*** Material
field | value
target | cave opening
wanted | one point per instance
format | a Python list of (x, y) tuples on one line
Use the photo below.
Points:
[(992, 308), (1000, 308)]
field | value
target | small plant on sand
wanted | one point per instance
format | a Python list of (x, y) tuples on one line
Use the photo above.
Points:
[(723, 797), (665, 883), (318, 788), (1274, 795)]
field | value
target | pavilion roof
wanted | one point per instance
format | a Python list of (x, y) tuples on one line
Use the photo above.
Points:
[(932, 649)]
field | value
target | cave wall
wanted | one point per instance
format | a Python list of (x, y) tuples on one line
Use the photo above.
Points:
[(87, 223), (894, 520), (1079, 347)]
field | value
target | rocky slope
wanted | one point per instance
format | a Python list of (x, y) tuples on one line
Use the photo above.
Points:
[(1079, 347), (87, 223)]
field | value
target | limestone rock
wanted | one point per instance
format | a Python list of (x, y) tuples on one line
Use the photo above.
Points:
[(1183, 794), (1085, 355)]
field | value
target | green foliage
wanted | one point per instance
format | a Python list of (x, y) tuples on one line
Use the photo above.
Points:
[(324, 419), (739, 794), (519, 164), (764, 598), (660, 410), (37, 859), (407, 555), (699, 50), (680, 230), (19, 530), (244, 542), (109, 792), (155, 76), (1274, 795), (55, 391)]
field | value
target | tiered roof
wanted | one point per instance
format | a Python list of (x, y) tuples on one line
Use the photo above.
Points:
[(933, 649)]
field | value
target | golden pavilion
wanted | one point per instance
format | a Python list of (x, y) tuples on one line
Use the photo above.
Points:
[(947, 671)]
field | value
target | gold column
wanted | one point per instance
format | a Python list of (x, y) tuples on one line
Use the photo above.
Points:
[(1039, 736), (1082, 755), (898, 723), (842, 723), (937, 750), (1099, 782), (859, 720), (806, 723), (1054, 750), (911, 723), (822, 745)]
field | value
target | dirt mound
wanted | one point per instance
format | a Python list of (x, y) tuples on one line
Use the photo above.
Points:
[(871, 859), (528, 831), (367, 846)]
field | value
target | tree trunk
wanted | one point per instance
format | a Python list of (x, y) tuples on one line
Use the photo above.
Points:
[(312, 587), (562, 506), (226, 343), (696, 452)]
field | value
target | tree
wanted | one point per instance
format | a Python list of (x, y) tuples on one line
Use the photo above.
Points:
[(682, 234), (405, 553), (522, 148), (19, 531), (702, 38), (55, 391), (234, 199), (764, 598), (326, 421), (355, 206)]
******
> **Stated problem**
Show every line in the records above that contains the string "roof". Case matters.

> **Solution to the exercise**
target | pavilion roof
target | tiered roof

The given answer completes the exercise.